▶ GIVEN REQUEST A
Copy the Army Postal Service passage from "In these days" down to "times of war.", substituting "mail services" for "postal services".
▶ GIVEN REQUEST B
Translate this sentence from the army post passage into French: "The formation of a British Army Post Office Corps is of comparatively recent date."

▶ SOURCE
◇ ◇ ◇ ◇ ◇ ◇ ◇
In these days letter-sending and letter-getting are so common-place that few give any thought to the great organisation by which thousands of millions of postal packets are posted and delivered in this country every year. And now that most of us have friends at the Front, in France, in Belgium, or on the high seas, we are perhaps inclined to take it all just as a matter of course that letters pass and repass much in the ordinary humdrum way. This is plain to the conductors of our postal services when during war time they get numerous complaints from individuals of delay or even non-delivery, or any one of a number of other minor inconveniences which must often be unavoidable in the stirring times of war.

To-day many thousands of letters and postal packets are being sent to and received from the troops of the British Expeditionary Force in France, yet it is a simple fact that but a small percentage of the civilian population in this country knows anything of the existence, far less of the workings, of the Army Postal Service as an organisation separate and distinct from the postal department of the home Government. The Army Postal Service is administered under a Director of Postal Services, who is responsible to the Commander in Chief of the Army, and whose system is established with the co-operation of the Inspector-General of Communications.

The formation of a British Army Post Office Corps is of comparatively recent date. It was first suggested by Colonel du Plat Taylor in the seventies, as a means of using the services of the Post Office Rifle Volunteers in war time, but it was not until the Egyptian campaign in 1882 that the corps was formed.

Prior to this, however, bodies of servants of the Post Office had done duty with the army in organising and maintaining postal communication with the armies in the field and with the links connecting up with the home service. During the Crimean War extensive arrangements were made by the Post Office to maintain postal communication with the forces in Turkey, the Black Sea, and the Baltic. Prior to the war, the British Government did not maintain any postal packets between Mediterranean ports save some steam vessels for the transport of the Indian mails, and some of these were taken up by the military and naval authorities. Letters for Constantinople and the Levant ordinarily went through the French and Austrian administrations and were chargeable at the then high foreign rates of postage. With the assistance of the French Government, letters were sent viâ Marseilles to Constantinople (or vice-versâ) at first at intervals of three times a month, but afterwards six times a month, and during the latter period of the war, twice a week.
◇ ◇ ◇ ◇ ◇ ◇ ◇
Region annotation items

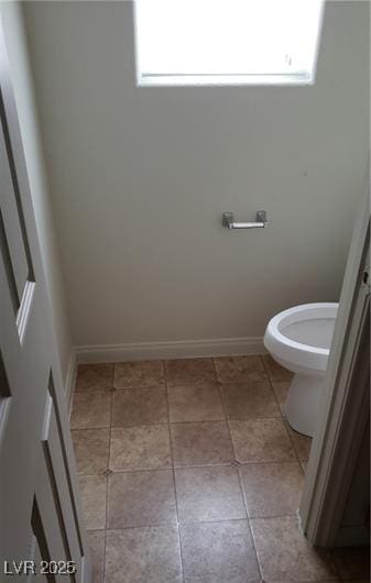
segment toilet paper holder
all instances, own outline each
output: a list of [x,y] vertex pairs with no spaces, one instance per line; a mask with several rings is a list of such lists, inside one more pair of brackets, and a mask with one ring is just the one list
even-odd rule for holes
[[255,222],[234,222],[232,212],[223,212],[221,224],[227,229],[264,229],[268,226],[265,210],[258,210]]

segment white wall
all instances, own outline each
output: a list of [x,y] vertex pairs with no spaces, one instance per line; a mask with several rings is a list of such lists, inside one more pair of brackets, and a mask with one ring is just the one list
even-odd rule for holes
[[[130,2],[26,2],[78,345],[262,337],[337,300],[369,155],[365,2],[314,87],[137,88]],[[266,230],[229,232],[265,209]]]
[[53,328],[57,342],[58,360],[65,386],[68,389],[68,376],[74,364],[74,351],[61,279],[61,263],[56,249],[55,226],[52,217],[21,4],[18,2],[1,2],[0,9],[46,276]]

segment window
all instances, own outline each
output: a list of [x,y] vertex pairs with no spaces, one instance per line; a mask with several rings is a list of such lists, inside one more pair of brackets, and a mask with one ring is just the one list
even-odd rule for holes
[[310,85],[321,0],[137,0],[139,85]]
◇ ◇ ◇ ◇ ◇ ◇ ◇
▶ REPLY A
In these days letter-sending and letter-getting are so common-place that few give any thought to the great organisation by which thousands of millions of postal packets are posted and delivered in this country every year. And now that most of us have friends at the Front, in France, in Belgium, or on the high seas, we are perhaps inclined to take it all just as a matter of course that letters pass and repass much in the ordinary humdrum way. This is plain to the conductors of our mail services when during war time they get numerous complaints from individuals of delay or even non-delivery, or any one of a number of other minor inconveniences which must often be unavoidable in the stirring times of war.

▶ REPLY B
La formation d'un corps postal de l'armée britannique est d'une date relativement récente.